:: Texte d'étude ::
____________________
En Irak, des élections anticipées minées par l’abstention

  • À l’approche des élections, prévues le 10 octobre prochain, le climat est de plus en plus tendu en Irak
  • De nombreux candidats sont menacés; d’autres ont décidé de boycotter le vote

BAGDAD : Hicham Mozeny pousse la porte du café d’un air craintif. Ce quadragénaire lance un regard furtif avant de se diriger d’un pas décidé vers la table où ses amis l’attendent. Il est de retour dans le quartier de Karrada, dans le centre de Bagdad, pour la première fois depuis un mois.

Cet activiste court un risque considérable. En effet, il était en première ligne des manifestations qui se sont déroulées d’octobre 2019 à octobre 2020. Lors de ces émeutes, plus de six cents personnes ont été tuées et des milliers d’autres blessées par des groupes armés, que les manifestants accusent de faire partie des milices armées pro-Iran, toutes puissantes en Irak.

«Nous sommes courageux, mais nous ne sommes pas blindés!», se justifie Hicham. «Avec nos collègues et amis, nous changeons régulièrement nos lieux de rencontre, nous utilisons de faux noms au cours de nos appels téléphoniques, et nous changeons carrément nos numéros de téléphone», explique-t-il. Au moins trente-cinq militants sont morts dans des assassinats ciblés, selon le Haut-Commissariat irakien aux droits de l'homme.

Hicham est membre du parti indépendant Al-Beit Al-Watani, né de la contestation. Les élections anticipées étaient l’une de leurs principales requêtes. Pourtant, après avoir entamé les procédures nécessaires à leur candidature, ils ont finalement décidé, au mois de mai dernier, avec de nombreux autres mouvements indépendants, de boycotter le scrutin pour protester contre le manque de sécurité relatif aux candidats et aux activistes et contre la présence de groupes armées dans les listes électorales.
____________________
:: Consignes de l'exercice ::
(a) Relevez toutes les précautions que Hicham et ses collègues et amis disent prendre, d'après le texte sur les élections irakiennes.
(b) Répondez brièvement à ces questions sur le texte consacré aux élections irakiennes.
(i) À quelle date les élections sont-elles prévues ?
(ii) Selon le Haut-Commissariat irakien aux droits de l'homme, combien de militants sont morts dans des assassinats ciblés ?
(iii) De quel parti Hicham Mozeny est-il membre ?
(c) Rédigez la suite du texte sur les élections anticipées en Irak, à partir de sa dernière phrase.

:: Données fournies ::
____________________
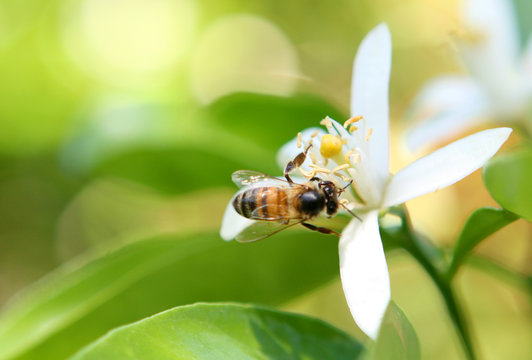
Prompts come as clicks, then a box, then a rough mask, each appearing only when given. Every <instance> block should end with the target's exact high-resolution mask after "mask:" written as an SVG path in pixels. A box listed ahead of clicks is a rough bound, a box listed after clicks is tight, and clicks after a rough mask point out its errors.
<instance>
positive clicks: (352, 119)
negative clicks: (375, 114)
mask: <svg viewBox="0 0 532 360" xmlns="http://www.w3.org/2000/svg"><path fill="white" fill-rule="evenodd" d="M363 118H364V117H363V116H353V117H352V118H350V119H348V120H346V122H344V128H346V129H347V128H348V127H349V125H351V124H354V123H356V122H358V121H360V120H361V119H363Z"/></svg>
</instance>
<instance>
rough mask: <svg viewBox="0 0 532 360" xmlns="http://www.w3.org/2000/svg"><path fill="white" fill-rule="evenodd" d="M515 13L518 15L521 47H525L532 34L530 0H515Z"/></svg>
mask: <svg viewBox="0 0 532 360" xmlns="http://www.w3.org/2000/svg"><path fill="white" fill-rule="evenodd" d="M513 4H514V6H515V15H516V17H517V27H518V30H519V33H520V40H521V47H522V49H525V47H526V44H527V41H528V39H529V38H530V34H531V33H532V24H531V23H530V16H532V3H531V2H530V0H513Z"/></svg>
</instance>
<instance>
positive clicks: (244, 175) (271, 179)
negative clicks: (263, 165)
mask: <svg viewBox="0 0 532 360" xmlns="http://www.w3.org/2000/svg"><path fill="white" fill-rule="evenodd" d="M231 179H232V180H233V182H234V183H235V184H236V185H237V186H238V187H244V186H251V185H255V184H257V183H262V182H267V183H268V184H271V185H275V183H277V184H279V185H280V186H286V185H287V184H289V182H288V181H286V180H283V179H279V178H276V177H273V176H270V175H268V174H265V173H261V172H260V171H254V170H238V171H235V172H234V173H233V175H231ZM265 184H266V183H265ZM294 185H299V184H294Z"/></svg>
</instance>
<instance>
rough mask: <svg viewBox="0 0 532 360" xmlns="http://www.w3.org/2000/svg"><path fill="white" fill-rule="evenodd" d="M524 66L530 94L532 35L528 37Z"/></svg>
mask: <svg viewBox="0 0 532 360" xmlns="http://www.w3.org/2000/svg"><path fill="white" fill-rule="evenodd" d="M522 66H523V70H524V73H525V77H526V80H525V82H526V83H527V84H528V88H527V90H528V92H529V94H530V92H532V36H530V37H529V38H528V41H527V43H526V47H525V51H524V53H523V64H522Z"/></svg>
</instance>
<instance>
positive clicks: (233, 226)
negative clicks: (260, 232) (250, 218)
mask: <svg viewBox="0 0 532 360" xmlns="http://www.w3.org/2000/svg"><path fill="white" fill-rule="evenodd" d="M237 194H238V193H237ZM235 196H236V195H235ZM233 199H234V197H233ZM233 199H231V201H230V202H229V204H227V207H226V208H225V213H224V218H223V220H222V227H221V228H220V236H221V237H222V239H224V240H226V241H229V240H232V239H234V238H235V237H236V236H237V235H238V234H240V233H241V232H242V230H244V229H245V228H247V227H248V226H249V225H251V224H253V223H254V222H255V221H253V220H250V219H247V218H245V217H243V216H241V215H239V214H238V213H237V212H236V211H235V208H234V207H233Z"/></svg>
____________________
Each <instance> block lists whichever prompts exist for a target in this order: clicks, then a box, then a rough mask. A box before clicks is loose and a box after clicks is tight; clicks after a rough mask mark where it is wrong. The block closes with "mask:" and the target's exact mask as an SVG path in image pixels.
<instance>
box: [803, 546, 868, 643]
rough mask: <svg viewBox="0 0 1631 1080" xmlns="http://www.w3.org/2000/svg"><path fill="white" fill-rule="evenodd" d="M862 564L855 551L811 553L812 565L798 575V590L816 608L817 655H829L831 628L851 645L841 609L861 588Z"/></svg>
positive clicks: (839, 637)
____________________
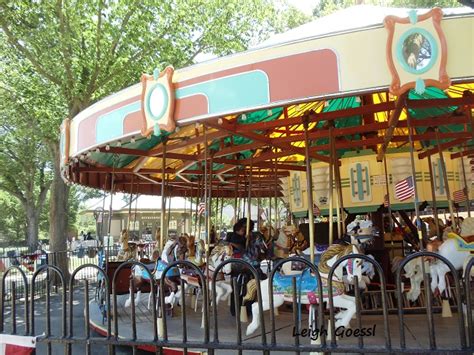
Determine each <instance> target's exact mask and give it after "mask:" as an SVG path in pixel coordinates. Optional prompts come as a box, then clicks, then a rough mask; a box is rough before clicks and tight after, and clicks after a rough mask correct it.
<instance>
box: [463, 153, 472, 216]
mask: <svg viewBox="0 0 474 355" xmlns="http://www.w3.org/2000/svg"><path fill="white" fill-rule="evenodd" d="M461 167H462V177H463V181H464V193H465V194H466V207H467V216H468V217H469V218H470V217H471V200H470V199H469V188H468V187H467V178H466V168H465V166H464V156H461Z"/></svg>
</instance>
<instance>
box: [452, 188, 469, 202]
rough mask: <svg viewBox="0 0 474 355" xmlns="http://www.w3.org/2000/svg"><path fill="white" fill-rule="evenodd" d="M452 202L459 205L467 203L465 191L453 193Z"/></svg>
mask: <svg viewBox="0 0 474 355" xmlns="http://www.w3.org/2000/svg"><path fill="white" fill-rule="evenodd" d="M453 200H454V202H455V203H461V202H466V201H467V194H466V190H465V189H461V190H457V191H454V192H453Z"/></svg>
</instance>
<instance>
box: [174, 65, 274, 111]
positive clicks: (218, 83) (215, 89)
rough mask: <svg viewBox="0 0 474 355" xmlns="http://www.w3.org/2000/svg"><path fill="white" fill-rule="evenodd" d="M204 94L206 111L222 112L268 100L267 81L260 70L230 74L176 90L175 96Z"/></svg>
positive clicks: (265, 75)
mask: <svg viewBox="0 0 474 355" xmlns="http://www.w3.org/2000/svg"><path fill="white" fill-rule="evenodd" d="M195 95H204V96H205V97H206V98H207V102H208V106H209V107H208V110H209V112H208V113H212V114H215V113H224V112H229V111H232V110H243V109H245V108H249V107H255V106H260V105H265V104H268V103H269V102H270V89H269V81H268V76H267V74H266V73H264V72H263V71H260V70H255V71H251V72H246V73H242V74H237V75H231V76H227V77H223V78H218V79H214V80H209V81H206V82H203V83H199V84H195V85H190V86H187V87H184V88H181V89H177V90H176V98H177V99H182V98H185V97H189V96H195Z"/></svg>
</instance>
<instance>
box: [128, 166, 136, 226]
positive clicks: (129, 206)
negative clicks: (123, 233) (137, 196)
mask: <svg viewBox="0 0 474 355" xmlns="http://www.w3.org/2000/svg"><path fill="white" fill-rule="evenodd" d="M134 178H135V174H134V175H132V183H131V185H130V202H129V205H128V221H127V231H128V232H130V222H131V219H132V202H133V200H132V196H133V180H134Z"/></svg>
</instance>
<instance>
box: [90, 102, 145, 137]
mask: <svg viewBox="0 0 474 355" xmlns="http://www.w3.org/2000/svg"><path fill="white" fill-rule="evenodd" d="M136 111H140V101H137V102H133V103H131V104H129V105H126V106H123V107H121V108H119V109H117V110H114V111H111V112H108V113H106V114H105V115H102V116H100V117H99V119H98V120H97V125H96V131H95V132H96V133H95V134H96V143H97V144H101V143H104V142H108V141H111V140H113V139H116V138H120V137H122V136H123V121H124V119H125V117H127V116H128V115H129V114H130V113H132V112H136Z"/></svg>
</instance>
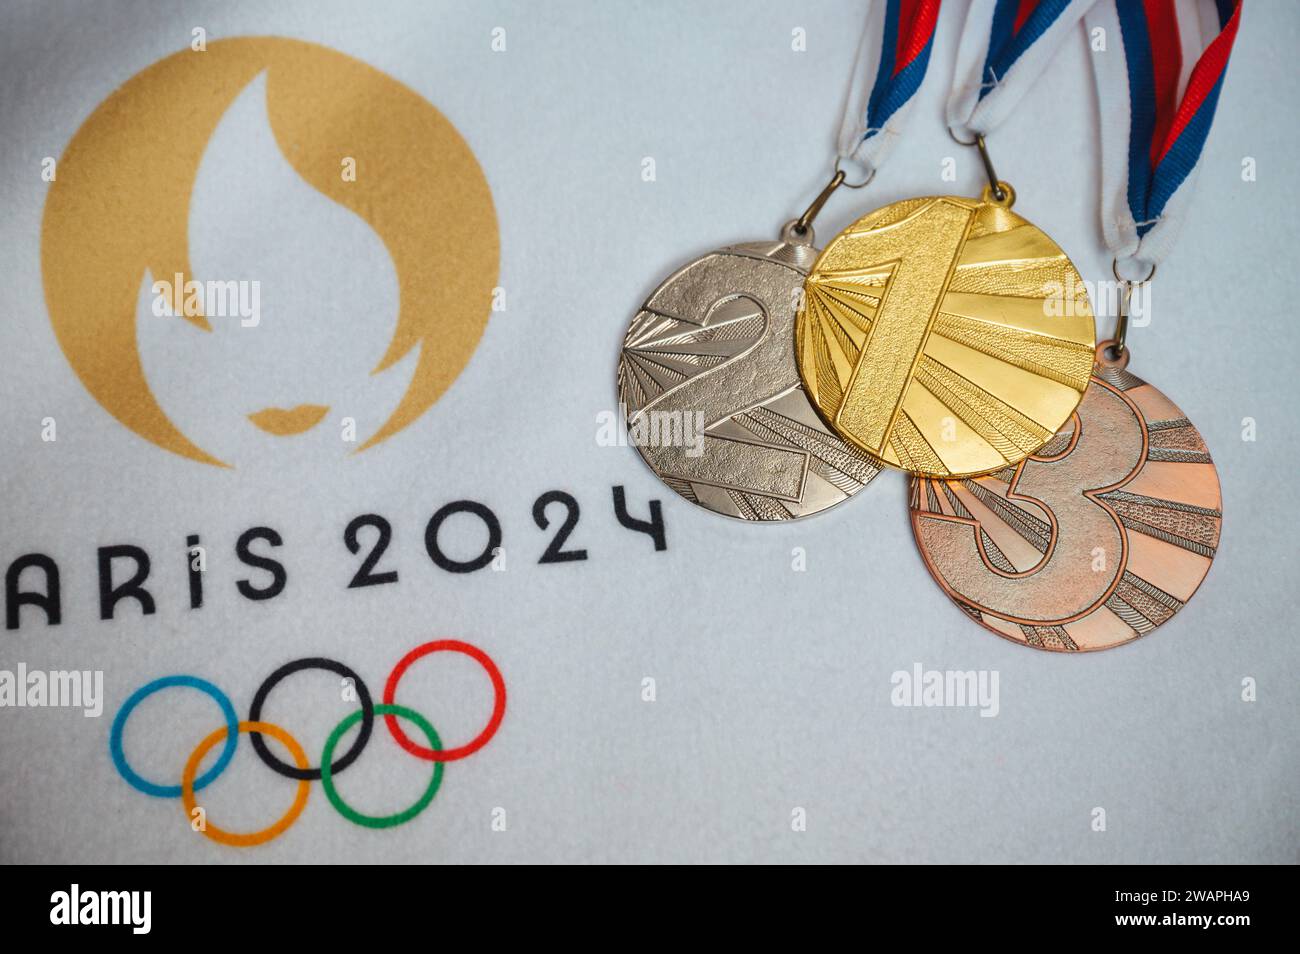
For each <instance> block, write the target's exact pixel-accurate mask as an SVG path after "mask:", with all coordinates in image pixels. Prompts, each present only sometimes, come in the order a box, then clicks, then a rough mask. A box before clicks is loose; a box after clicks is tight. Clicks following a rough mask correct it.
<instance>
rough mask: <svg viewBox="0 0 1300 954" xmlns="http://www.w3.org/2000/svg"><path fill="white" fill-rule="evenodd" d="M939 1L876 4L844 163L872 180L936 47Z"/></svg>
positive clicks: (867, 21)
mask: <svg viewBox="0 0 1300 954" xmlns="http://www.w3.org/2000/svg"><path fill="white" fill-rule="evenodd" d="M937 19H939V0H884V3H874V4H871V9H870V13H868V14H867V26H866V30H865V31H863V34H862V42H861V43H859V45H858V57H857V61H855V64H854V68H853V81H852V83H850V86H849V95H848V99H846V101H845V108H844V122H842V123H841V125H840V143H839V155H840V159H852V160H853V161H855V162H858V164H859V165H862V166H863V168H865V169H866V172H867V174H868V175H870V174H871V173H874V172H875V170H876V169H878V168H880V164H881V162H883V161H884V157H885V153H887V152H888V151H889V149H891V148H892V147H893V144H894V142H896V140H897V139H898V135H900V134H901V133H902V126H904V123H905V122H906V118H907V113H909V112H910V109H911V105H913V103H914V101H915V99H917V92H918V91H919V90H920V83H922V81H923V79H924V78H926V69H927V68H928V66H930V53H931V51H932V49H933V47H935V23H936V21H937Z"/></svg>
____________________
:: Résultats de l'exercice ::
(a)
- Ils changent régulièrement leurs lieux de rencontre.
- Ils utilisent de faux noms au cours de leurs appels téléphoniques.
- Ils changent carrément leurs numéros de téléphone.

(b)
(i) Le 10 octobre.
(ii) Au moins trente-cinq.
(iii) Du parti indépendant Al-Beit Al-Watani.

(c)
À l’approche des élections, prévues le 10 octobre prochain, le climat est donc de plus en plus tendu en Irak. De nombreux candidats sont menacés; d’autres, nous l’avons dit, ont décidé de boycotter le vote. Des dysfonctionnements techniques et des mesures de sécurité vont empêcher certains votes. Quant aux jeunes, majoritaires dans la population mais privés d’espoir, ils n’envisagent pas non plus de se rendre aux urnes.

Investissement électoral

À quelques jours du vote, les milices chiites soutenues par l'Iran qui opèrent en Irak sont plus influentes que jamais. À la mi-septembre, la puissante organisation paramilitaire chiite Hachd al-Chaabi, constituée de groupes armés d'environ 160 000 hommes et intégrée à l'État après avoir porté les armes contre Daech, a annoncé la réintégration de 30 000 de ses ex-combattants licenciés entre 2015 et 2018, qui trouvent ainsi un emploi et un salaire. «Coïncidence ou investissement électoral?», s'interroge le site indépendant irakien Al-Alam Al-Jadid, qui penche clairement pour la seconde option.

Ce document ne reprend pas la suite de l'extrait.